Extracted material:
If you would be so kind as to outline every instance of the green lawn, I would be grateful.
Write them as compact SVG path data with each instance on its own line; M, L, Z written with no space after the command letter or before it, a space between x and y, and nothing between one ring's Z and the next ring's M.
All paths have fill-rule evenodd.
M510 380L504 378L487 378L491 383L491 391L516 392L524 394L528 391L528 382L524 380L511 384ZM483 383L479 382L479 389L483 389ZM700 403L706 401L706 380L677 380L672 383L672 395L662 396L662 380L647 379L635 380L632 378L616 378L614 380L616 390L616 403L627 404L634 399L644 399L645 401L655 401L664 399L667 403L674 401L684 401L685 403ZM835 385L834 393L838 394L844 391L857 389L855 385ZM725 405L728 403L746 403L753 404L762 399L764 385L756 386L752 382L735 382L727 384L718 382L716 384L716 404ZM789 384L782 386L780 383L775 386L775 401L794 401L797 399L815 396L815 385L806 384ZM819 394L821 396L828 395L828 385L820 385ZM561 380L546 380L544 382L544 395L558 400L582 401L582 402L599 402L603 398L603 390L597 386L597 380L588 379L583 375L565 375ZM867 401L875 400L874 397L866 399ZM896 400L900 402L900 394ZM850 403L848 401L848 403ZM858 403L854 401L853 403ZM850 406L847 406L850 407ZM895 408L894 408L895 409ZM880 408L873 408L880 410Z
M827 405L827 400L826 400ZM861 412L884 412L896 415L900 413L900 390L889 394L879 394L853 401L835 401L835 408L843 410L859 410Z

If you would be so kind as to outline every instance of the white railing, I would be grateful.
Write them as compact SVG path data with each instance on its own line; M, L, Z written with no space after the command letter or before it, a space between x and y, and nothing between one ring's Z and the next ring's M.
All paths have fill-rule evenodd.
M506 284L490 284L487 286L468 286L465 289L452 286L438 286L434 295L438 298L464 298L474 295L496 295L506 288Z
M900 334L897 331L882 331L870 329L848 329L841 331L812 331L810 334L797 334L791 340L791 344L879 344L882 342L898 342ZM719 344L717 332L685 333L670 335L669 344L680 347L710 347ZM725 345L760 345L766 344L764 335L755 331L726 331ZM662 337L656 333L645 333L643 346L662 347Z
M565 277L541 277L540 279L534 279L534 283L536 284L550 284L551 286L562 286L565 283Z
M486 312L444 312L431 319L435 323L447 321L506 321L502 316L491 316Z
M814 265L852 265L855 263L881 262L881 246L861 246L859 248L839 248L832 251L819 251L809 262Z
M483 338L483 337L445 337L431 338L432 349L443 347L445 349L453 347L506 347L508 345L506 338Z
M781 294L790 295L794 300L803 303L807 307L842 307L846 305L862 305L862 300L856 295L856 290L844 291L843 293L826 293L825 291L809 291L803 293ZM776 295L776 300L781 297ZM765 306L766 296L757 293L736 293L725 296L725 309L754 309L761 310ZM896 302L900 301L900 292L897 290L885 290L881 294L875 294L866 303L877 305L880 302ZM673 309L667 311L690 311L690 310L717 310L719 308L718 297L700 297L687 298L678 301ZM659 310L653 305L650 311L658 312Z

Activity:
Wherever a line in the listing contains the word "grateful", copy that line out.

Written reply:
If you would be so kind as to outline every instance of the green lawn, I would be grateful.
If you would be so kind as to outline every instance of the white railing, I would be grateful.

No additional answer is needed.